Instruction 1: In the palm vein recognition abstract, what kind of function generates the StarMix mixing parameter?

Document section:
===

To address the challenges of feature extraction from vein images, we propose a Mixup method for vein images to augment the training data. Furthermore, we design a high-performance palm vein recognition network framework based on the stacked formation of large kernel convolutional modules, in order to extract a more comprehensive and robust feature representation of palm vein images. First, we propose StarMix, featuring a more suitable mask for vein image mixing, with the mixing parameter generated from a Gaussian function. In our scheme, the network is free to choose the mixing strategy as either StarMix or vanilla Mixup with a threshold. Furthermore, we propose LaKNet, a network with convolutional and gating modules. The convolutional module comprises large kernel convolution and small kernel convolution, employed for extracting global and local features. The gating module facilitates feature filtering by learning to control the flow of feature information. Experimental results indicate that the StarLKNet model exhibits superior performance compared to the ResNet18 model on the VERA220[34] dataset, with an improvement in the test set top-1 accuracy of +19.73% without augmentation.

===

[Position identification records]
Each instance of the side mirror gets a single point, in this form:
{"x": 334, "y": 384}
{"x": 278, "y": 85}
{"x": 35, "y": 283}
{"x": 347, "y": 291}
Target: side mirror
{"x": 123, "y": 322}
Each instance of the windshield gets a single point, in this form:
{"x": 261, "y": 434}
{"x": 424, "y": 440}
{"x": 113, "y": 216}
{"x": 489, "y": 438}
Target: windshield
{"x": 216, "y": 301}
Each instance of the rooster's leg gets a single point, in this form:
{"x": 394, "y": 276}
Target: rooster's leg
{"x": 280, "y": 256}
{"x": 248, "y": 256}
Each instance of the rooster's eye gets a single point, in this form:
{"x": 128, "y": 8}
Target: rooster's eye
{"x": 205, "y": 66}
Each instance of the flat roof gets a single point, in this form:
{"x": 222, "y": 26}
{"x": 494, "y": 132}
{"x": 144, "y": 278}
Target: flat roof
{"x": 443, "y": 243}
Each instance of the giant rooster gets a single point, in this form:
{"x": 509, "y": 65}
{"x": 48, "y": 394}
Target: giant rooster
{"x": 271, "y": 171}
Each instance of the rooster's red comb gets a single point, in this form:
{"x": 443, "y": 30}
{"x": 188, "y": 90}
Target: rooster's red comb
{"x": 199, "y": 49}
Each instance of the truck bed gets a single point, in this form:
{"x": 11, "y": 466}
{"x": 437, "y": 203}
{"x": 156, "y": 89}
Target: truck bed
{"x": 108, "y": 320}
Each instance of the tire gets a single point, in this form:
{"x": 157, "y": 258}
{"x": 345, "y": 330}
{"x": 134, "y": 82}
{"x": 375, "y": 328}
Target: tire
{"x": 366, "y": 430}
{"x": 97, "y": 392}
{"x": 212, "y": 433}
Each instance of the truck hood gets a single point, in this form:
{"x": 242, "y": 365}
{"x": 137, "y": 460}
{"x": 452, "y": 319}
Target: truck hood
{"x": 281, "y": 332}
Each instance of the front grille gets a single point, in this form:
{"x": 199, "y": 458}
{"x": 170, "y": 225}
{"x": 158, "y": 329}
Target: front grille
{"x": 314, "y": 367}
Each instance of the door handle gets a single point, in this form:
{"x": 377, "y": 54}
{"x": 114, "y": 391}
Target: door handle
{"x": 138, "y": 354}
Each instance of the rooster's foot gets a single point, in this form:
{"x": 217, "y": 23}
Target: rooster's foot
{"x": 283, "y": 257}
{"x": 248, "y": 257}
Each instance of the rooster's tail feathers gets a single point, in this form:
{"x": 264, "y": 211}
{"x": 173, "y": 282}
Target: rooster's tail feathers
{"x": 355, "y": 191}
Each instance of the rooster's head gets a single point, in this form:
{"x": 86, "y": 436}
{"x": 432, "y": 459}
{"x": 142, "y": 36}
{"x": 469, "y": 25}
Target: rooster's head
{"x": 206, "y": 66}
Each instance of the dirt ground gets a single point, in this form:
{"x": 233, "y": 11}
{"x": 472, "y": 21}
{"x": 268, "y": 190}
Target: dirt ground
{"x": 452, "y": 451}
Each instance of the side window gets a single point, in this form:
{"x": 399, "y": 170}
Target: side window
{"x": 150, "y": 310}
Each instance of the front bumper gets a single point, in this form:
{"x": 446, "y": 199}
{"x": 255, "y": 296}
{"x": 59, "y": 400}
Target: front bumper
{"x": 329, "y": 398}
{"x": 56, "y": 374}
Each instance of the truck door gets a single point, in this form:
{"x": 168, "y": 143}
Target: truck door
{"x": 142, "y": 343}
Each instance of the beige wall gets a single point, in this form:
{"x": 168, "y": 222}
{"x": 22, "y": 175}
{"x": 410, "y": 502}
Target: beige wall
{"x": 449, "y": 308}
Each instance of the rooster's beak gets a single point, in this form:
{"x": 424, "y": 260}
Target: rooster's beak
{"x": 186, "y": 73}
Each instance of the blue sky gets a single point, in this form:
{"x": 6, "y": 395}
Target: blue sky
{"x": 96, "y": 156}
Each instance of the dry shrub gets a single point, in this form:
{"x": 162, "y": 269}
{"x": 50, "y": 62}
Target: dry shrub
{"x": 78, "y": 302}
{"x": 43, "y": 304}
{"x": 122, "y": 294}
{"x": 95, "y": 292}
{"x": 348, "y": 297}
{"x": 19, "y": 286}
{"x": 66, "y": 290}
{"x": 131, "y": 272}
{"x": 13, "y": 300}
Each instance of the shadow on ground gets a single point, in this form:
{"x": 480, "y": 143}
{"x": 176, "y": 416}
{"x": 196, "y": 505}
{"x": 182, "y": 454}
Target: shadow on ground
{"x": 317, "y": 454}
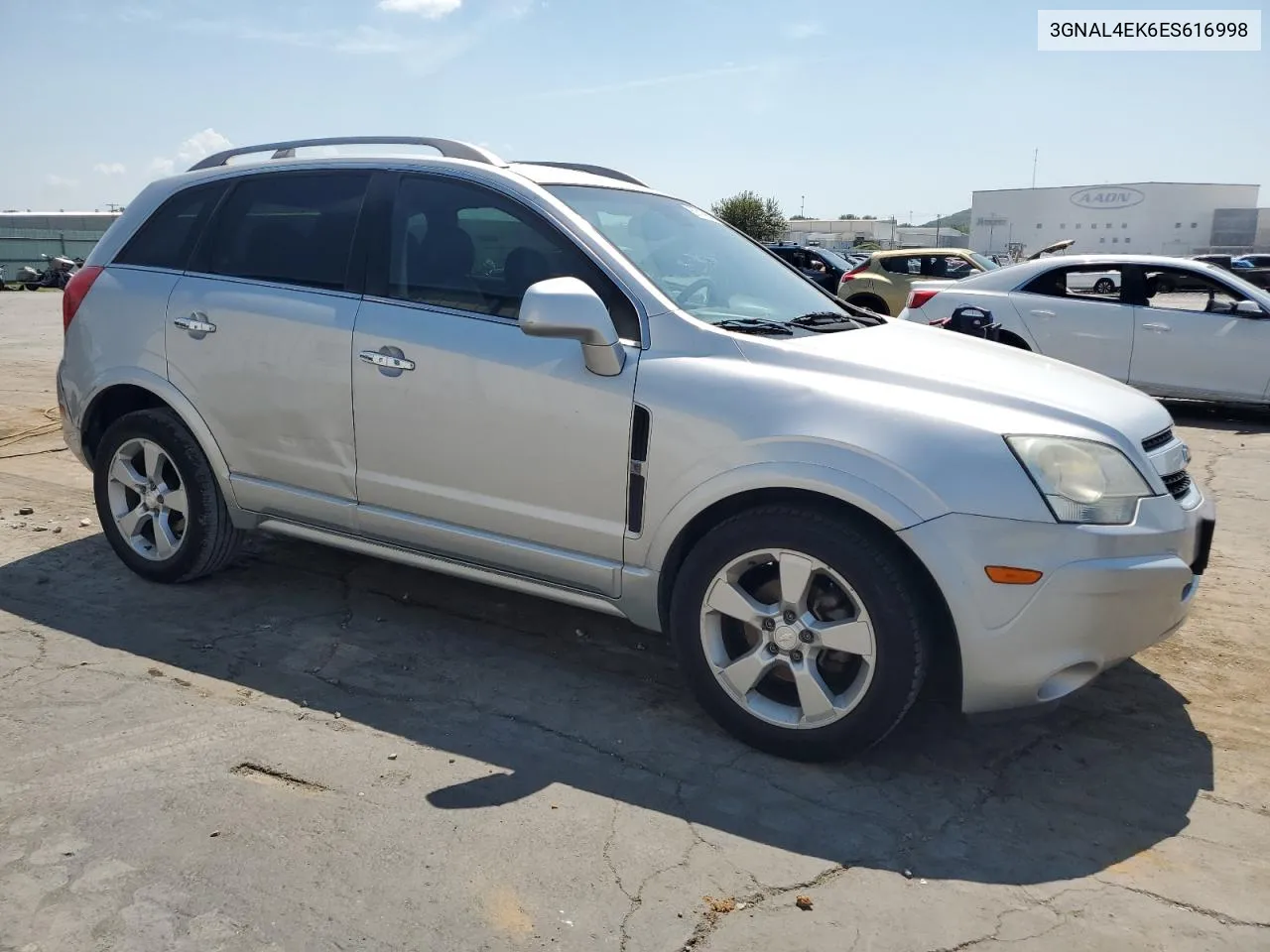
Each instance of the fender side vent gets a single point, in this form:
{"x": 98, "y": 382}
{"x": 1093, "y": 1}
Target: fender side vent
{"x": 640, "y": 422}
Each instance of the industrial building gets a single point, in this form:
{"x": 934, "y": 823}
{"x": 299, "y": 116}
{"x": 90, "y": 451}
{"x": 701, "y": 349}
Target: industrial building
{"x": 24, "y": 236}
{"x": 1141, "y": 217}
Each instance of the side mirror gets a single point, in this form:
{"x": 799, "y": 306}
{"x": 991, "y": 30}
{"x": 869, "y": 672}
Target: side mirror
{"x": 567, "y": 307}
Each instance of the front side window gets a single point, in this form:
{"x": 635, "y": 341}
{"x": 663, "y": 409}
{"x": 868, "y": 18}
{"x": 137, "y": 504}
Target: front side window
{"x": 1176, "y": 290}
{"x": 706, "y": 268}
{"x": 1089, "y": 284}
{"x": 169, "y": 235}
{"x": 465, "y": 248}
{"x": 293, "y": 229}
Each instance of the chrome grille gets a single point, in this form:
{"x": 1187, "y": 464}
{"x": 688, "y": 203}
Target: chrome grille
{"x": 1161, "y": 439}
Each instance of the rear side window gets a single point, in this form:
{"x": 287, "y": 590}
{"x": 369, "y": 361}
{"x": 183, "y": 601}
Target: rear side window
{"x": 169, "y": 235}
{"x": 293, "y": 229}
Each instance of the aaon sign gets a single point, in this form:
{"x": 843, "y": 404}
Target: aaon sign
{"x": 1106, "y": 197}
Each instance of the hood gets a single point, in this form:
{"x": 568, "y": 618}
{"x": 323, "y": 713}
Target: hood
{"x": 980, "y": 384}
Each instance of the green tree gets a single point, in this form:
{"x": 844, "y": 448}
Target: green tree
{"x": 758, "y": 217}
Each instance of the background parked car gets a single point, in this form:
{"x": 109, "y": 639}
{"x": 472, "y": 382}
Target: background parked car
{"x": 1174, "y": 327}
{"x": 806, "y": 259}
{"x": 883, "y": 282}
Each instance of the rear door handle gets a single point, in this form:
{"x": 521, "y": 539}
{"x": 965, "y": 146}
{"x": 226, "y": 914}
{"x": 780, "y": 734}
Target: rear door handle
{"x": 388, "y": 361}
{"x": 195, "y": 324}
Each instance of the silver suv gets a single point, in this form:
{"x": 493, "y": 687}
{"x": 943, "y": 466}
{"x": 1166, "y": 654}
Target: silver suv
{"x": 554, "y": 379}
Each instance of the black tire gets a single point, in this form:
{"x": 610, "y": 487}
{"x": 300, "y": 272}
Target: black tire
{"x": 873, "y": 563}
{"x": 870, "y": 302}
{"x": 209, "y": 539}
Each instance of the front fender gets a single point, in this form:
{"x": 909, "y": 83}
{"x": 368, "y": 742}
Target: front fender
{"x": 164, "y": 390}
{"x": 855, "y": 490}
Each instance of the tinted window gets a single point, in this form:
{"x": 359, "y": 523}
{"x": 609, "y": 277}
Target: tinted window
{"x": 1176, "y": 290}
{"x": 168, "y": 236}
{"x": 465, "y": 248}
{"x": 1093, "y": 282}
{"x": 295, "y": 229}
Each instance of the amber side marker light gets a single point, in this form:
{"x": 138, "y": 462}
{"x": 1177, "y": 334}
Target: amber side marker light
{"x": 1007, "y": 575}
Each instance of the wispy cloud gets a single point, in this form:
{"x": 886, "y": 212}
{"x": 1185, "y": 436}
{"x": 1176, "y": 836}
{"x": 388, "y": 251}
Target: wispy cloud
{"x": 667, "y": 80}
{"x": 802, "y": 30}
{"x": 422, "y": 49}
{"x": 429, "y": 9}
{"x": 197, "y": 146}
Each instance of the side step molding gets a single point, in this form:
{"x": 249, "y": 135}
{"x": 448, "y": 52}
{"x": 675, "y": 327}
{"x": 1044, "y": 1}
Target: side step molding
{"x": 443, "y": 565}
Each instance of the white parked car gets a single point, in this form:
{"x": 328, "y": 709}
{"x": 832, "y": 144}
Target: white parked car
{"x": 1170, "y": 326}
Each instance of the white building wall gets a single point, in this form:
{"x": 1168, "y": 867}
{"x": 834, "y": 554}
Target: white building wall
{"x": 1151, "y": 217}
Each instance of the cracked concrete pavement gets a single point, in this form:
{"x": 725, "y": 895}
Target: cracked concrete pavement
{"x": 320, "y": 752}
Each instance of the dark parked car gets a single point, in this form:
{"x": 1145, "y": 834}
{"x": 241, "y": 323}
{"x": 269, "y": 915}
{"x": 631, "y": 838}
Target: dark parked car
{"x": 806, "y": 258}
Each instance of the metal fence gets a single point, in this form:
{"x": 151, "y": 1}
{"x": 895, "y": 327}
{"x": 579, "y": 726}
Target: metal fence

===

Instruction 2: Copy the entries from the line containing "Each instance of the white parked" through the end of the entries, including both of those lines.

Response 1: A Gaussian function.

Response 2:
Each instance of the white parked car gets a single point, in this form:
{"x": 328, "y": 709}
{"x": 832, "y": 144}
Target: white parked car
{"x": 1170, "y": 326}
Each instance of the white building wall gets a single point, in this form:
{"x": 1168, "y": 867}
{"x": 834, "y": 554}
Target: white building wall
{"x": 1151, "y": 217}
Each instance of the cracked concrete pavement gets a single point, in this form:
{"x": 725, "y": 895}
Target: cracked concrete pavement
{"x": 320, "y": 752}
Each instance of the dark parked car gets a single point, in this form:
{"x": 1145, "y": 834}
{"x": 241, "y": 323}
{"x": 269, "y": 915}
{"x": 631, "y": 838}
Target: dark parked car
{"x": 806, "y": 258}
Each instance of the metal fence gets a single point, in this form:
{"x": 151, "y": 1}
{"x": 895, "y": 327}
{"x": 579, "y": 726}
Target: metal fence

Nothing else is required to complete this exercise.